What to do » Each line below needs to be restated word for word.

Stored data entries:
==*==
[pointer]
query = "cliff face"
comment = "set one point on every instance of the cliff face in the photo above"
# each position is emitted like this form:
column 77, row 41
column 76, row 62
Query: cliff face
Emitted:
==*==
Answer to the problem »
[pointer]
query = "cliff face"
comment = "set one point on every instance of the cliff face in the photo above"
# each position is emitted like this form:
column 77, row 41
column 76, row 62
Query: cliff face
Emitted:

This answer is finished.